--- FRAGMENTO PARA LEER ---

Aunque permanezca el ancien regime. A pesar de la amarga multiplicación de los pobres y la vergonzosa concentración de la riqueza en una minoría oligárquica, aspirantes a la plutocracia, satisfechos en la inmovilidad, en la parálisis política, en el marasmo de una economía que se vanagloria de su solidez, del orden fiscal que es guardián del orden establecido. Por un instante parecieron suspender el recuento de victorias gloriosas en la guerra contra el crimen organizado. La revolución es la revolución, dijo Luis Cabrera cuando los dueños del dinero se quejaron. La contrarrevolución es la contrarrevolución, dice la clase gobernante, la derecha que no sólo osa decir su nombre, sino se vanagloria de ser lo que es.

---

ENUNCIADO DE TAREA:
¿Puedes transcribir íntegro y sin ningún cambio el fragmento de arriba sobre la contrarrevolución?

--- MATERIAL EXTRAÍDO ---

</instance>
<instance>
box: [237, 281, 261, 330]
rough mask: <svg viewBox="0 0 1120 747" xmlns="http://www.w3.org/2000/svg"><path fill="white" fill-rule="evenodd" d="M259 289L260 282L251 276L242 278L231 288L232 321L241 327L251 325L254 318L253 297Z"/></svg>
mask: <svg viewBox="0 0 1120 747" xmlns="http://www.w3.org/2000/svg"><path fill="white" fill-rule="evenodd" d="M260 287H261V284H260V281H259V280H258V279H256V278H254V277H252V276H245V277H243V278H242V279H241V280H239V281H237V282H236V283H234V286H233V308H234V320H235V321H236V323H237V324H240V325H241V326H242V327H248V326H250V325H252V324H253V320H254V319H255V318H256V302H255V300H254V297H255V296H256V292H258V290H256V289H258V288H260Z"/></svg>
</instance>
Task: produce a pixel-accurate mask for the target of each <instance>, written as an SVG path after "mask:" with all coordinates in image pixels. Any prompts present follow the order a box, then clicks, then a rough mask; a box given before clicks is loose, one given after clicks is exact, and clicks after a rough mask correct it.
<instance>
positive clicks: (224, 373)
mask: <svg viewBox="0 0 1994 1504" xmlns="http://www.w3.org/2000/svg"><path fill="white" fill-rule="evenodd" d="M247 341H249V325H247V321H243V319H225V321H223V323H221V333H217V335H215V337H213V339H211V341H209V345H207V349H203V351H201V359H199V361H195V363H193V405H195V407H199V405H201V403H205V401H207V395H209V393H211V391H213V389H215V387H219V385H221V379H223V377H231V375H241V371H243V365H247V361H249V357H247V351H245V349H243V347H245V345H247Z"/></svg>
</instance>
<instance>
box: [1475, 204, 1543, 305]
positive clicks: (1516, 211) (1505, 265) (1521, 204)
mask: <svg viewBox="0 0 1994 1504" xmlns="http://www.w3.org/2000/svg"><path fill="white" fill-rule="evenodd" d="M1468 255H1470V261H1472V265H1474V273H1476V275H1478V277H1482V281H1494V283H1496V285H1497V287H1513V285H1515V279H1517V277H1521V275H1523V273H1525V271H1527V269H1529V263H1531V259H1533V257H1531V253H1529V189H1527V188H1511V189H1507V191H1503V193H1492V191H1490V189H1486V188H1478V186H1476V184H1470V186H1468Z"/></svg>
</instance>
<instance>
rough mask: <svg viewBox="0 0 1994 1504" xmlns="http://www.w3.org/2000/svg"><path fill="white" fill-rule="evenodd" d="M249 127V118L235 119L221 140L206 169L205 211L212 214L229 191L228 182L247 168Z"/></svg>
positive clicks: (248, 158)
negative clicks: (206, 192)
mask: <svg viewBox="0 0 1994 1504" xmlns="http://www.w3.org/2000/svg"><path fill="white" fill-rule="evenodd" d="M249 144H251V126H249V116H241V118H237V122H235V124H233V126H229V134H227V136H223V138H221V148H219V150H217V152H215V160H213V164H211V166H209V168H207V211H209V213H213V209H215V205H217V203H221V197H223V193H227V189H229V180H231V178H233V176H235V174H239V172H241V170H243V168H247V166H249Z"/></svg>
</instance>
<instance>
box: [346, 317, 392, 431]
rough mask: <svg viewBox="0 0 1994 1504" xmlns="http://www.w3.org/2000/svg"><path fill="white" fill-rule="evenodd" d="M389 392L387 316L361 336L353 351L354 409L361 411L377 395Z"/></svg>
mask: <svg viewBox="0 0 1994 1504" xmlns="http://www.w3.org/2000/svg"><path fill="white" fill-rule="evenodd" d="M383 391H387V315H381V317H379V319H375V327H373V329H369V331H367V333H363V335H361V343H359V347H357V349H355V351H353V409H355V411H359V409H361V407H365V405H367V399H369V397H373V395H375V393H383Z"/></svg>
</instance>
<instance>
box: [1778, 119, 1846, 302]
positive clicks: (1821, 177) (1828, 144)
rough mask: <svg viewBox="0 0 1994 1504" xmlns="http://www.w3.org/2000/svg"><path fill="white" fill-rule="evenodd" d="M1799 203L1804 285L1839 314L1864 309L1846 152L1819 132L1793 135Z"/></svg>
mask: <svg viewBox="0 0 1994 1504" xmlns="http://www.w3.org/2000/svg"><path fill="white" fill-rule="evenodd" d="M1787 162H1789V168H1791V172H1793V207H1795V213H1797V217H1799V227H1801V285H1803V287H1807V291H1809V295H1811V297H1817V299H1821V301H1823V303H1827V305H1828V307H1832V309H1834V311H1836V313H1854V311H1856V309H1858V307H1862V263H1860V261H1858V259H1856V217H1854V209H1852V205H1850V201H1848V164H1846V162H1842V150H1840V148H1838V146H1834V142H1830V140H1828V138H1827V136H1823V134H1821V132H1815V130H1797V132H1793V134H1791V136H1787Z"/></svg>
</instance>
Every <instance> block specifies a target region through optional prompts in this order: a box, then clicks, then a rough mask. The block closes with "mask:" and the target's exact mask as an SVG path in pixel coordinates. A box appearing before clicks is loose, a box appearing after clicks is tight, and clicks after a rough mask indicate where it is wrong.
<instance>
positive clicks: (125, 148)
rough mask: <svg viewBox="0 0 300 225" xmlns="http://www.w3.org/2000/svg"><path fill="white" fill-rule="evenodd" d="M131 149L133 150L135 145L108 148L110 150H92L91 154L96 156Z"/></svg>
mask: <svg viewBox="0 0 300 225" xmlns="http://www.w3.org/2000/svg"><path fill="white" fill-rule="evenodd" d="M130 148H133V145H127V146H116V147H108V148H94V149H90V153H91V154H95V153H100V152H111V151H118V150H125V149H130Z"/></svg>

---

RESULTADO OBTENIDO:
Aunque permanezca el ancien regime. A pesar de la amarga multiplicación de los pobres y la vergonzosa concentración de la riqueza en una minoría oligárquica, aspirantes a la plutocracia, satisfechos en la inmovilidad, en la parálisis política, en el marasmo de una economía que se vanagloria de su solidez, del orden fiscal que es guardián del orden establecido. Por un instante parecieron suspender el recuento de victorias gloriosas en la guerra contra el crimen organizado. La revolución es la revolución, dijo Luis Cabrera cuando los dueños del dinero se quejaron. La contrarrevolución es la contrarrevolución, dice la clase gobernante, la derecha que no sólo osa decir su nombre, sino se vanagloria de ser lo que es.